* List of tasks *
1 > From the news story about the war veteran, copy the passage word for word, starting at "Apparently, the shrapnel" and ending after "of shrapnel metal.".
2 > According to the news story about the war veteran, when did he step on a land mine in France?

A World War II veteran who suffered knee problems for 70 years had been unknowingly carrying a heap of metal shrapnel lodged in his leg.

Ronald Brown, of Exeter, England, passed away last week at the age of 94. His body had been sent to be cremated, and when his ashes were returned to his family, so to were six ounces of metal screws, thread and hooks.

Apparently, the shrapnel had been wedged in the veteran's leg since August 1944 when he stepped on a land mine in France.

Medics had left the pieces of metal in his left leg because it was near an artery and they thought it was safer.

"He'd said there was a bullet in his leg but I was imagining one romantic piece of metal," Brown's daughter Jane Madden, 55, told the Telegraph.

It wasn't after Brown had died that his family discovered that the "bullet" he had been carrying around for more than 68 years was in fact random bits of shrapnel metal.

"It's just macabre really, and amazing, because he never used to complain about the pain. It just shows how brave he was," Madden said.

[Dataset records]

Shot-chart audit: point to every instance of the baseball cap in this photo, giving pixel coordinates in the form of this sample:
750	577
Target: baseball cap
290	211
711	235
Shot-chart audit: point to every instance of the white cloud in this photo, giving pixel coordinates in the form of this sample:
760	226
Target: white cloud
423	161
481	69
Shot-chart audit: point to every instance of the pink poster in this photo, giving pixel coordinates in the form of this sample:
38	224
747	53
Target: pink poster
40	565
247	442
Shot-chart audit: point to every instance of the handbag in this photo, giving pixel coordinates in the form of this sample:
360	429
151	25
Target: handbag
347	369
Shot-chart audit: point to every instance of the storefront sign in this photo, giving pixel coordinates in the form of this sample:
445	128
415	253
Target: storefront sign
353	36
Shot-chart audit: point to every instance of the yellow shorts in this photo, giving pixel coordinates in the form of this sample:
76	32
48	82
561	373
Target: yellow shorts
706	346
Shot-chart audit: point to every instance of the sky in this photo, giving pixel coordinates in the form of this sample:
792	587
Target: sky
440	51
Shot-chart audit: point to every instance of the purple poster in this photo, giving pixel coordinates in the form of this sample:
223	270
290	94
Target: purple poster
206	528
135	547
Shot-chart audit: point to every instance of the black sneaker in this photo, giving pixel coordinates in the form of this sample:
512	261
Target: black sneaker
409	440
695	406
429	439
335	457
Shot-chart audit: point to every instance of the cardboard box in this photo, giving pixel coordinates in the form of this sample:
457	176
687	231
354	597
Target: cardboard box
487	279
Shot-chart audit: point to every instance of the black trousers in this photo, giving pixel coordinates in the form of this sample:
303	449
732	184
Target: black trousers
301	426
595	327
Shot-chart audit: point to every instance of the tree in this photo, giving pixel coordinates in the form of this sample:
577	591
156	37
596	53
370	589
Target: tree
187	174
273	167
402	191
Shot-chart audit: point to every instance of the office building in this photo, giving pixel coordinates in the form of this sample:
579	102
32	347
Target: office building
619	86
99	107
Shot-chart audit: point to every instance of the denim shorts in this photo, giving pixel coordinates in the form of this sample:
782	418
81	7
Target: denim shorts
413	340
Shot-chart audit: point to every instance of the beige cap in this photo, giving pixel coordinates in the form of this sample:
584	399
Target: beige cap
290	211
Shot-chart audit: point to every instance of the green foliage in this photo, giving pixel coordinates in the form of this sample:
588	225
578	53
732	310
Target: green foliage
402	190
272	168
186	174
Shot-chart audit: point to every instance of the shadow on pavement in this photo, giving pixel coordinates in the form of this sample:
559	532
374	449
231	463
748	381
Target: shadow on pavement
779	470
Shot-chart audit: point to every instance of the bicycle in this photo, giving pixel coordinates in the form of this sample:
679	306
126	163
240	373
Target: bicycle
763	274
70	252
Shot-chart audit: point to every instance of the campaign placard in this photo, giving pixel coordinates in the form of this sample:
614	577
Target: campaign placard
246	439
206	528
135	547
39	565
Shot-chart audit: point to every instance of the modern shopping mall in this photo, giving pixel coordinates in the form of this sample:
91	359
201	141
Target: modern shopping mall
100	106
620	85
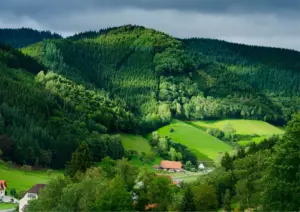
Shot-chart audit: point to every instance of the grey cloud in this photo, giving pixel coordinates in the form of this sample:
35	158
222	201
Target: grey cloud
262	22
39	7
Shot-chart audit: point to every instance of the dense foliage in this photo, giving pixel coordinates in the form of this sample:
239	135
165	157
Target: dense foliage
44	118
58	93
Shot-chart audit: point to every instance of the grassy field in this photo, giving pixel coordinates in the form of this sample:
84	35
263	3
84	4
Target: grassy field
205	146
21	180
255	140
5	206
137	143
244	127
136	161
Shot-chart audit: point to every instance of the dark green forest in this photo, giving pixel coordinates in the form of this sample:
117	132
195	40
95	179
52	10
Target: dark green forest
265	177
58	92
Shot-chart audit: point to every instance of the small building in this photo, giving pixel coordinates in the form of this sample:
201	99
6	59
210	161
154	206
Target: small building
31	194
171	166
3	186
201	166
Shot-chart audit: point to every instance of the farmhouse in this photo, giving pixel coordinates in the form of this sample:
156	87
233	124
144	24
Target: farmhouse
3	187
171	166
31	194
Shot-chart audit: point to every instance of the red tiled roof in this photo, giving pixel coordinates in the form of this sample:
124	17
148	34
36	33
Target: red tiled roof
36	188
166	164
150	206
3	184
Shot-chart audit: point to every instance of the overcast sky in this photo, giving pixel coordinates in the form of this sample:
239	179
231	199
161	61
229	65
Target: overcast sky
258	22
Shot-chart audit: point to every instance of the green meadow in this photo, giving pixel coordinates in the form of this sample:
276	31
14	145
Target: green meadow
24	180
205	146
242	126
6	206
136	143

* Task-by-task solutions *
1 >
Apparently, the shrapnel had been wedged in the veteran's leg since August 1944 when he stepped on a land mine in France.

Medics had left the pieces of metal in his left leg because it was near an artery and they thought it was safer.

"He'd said there was a bullet in his leg but I was imagining one romantic piece of metal," Brown's daughter Jane Madden, 55, told the Telegraph.

It wasn't after Brown had died that his family discovered that the "bullet" he had been carrying around for more than 68 years was in fact random bits of shrapnel metal.

2 > August 1944